WHAT THIS TASK INVOLVES -
Reproduce the text about leveling up stats with a Ruby method word for word, from start to finish.
**** EXTRACT TO READ
I wanted to write a PnP assistant. I created a hash with stats and stat levels, and defined a method to level up those stats. This is my hash:

$stats = {
"HP" => 300,
"VIT" => 9,
"STR" => 10,
"DEX" => 15,
"SPD" => 8,
"INT" => 11,
"PSY" => 21,
"HW" => 2,
"MED" => 3,
"SCHW" => 0,
"GEN" => 12,
"RGEW" => 25,
"SELB" => 11,
"MKEN" => 19,
"WILL" => 23
}

Below is my method:

def level_stat (stat, amount = 1)
  @string = stat.upcase
  print "#{@string}: #{$stats[@string]} > "
  $stats[@string] += 1 * amount
  puts $stats[@string]
  if (@string == "VIT")
    $stats["HP"] += 5 * amount
    print "#{"HP"}: #{$stats["HP"]} > "
    puts $stats["HP"]
  end
end

The default value for amount levels up the stat by one, but enables to do multiple level ups on the same stat at the same time (or so it's supposed to be). Calling this works as expected:

level_stat ("int")

However, calling the following statement throws an error:

level_stat ("vit", 2)
# >> syntax error, unexpected ',', expecting ')'
#    level_stat ("vit", 2)
********
**** PROVIDED RECORDS
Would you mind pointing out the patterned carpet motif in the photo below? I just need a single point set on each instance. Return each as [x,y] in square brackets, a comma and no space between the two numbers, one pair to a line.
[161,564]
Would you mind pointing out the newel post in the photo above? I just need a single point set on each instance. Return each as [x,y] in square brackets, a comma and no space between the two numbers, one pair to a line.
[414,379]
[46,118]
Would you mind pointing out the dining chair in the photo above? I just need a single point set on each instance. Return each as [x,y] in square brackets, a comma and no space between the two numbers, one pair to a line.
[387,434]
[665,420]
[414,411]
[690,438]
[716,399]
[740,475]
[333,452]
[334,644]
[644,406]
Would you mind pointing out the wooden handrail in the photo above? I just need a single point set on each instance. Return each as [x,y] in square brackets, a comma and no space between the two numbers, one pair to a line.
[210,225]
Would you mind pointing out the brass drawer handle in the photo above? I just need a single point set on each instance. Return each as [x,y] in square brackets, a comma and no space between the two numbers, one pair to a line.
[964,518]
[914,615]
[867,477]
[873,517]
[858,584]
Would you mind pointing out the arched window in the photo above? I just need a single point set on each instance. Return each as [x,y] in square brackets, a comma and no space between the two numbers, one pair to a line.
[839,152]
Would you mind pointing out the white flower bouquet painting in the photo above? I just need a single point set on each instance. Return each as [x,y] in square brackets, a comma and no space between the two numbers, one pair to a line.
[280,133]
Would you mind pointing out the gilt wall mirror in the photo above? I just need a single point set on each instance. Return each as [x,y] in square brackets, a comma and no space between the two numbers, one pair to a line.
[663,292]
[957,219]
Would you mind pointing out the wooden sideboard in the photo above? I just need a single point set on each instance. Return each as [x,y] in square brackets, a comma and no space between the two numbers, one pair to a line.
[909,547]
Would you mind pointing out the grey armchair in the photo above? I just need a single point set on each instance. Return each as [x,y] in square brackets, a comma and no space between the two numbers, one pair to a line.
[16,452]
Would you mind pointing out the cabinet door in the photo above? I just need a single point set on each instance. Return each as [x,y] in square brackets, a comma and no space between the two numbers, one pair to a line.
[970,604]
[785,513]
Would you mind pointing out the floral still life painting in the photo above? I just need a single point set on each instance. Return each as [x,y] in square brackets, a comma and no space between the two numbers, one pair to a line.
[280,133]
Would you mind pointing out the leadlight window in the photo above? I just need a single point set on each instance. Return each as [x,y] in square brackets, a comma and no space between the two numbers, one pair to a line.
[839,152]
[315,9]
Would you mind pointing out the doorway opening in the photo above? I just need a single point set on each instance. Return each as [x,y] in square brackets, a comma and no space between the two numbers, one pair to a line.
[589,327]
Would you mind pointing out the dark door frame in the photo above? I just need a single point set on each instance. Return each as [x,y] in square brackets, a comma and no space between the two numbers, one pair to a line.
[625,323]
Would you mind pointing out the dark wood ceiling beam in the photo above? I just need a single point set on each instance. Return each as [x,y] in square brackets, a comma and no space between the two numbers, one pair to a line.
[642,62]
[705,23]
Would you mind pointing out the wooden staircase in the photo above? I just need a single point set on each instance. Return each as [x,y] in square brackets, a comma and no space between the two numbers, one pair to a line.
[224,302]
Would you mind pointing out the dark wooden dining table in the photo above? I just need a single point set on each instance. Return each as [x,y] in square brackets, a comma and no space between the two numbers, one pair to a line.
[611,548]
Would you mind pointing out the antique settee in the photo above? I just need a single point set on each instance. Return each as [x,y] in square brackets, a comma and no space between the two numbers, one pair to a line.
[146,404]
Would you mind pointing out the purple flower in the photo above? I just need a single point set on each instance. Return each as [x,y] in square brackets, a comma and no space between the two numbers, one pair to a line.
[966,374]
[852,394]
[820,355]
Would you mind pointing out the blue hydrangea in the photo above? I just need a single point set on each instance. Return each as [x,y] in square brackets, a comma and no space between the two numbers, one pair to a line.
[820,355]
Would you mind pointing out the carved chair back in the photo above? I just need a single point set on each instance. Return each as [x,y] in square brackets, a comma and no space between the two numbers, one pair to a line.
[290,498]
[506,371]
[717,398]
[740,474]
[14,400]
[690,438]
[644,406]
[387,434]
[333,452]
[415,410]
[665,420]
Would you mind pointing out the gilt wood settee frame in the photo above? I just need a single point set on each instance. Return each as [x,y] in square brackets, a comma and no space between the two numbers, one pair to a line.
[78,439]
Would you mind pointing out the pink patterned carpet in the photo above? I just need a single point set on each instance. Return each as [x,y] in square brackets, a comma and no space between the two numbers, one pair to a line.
********
EXERCISE RESULT -
I wanted to write a PnP assistant. I created a hash with stats and stat levels, and defined a method to level up those stats. This is my hash:

$stats = {
"HP" => 300,
"VIT" => 9,
"STR" => 10,
"DEX" => 15,
"SPD" => 8,
"INT" => 11,
"PSY" => 21,
"HW" => 2,
"MED" => 3,
"SCHW" => 0,
"GEN" => 12,
"RGEW" => 25,
"SELB" => 11,
"MKEN" => 19,
"WILL" => 23
}

Below is my method:

def level_stat (stat, amount = 1)
  @string = stat.upcase
  print "#{@string}: #{$stats[@string]} > "
  $stats[@string] += 1 * amount
  puts $stats[@string]
  if (@string == "VIT")
    $stats["HP"] += 5 * amount
    print "#{"HP"}: #{$stats["HP"]} > "
    puts $stats["HP"]
  end
end

The default value for amount levels up the stat by one, but enables to do multiple level ups on the same stat at the same time (or so it's supposed to be). Calling this works as expected:

level_stat ("int")

However, calling the following statement throws an error:

level_stat ("vit", 2)
# >> syntax error, unexpected ',', expecting ')'
#    level_stat ("vit", 2)